*Task description*. Copies of all lines that contain "instance" are needed; take them from the data below.

*Data for this task*.
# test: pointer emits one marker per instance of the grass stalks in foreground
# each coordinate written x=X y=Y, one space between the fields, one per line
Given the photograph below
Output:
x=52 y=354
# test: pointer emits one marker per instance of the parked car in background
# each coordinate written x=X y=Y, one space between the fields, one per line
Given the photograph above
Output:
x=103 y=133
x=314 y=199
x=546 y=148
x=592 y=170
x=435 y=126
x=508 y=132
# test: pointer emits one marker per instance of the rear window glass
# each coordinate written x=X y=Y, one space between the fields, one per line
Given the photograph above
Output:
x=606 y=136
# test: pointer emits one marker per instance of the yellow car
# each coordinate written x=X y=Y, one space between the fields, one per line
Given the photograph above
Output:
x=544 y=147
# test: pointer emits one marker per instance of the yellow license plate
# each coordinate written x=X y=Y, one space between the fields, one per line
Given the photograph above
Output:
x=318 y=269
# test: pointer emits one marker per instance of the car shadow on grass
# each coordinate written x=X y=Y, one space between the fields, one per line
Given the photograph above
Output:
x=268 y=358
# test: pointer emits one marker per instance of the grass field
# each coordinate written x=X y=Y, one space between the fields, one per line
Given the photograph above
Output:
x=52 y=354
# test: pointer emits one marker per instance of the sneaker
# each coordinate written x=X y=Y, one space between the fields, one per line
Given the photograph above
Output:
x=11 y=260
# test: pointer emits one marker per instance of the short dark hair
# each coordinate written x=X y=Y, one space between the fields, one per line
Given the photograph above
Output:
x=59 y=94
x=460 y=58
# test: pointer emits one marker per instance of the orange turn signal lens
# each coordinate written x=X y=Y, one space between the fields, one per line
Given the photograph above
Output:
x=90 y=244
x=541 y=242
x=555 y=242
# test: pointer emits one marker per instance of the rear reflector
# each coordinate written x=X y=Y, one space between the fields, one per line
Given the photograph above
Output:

*Finished exercise*.
# test: pointer emits one marker per instance of the grass stalks in foreground
# test: pointer emits one marker per instance of the parked car in background
# test: pointer emits one marker per instance of the rear window glass
# test: pointer emits one marker per instance of the yellow car
# test: pointer emits one marker per instance of the yellow license plate
# test: pointer emits one marker per instance of the car shadow on grass
# test: pointer emits one marker per instance of the grass field
# test: pointer emits one marker per instance of the sneaker
# test: pointer emits one marker per instance of the short dark hair
# test: pointer emits one marker per instance of the orange turn signal lens
# test: pointer emits one marker per instance of the rear reflector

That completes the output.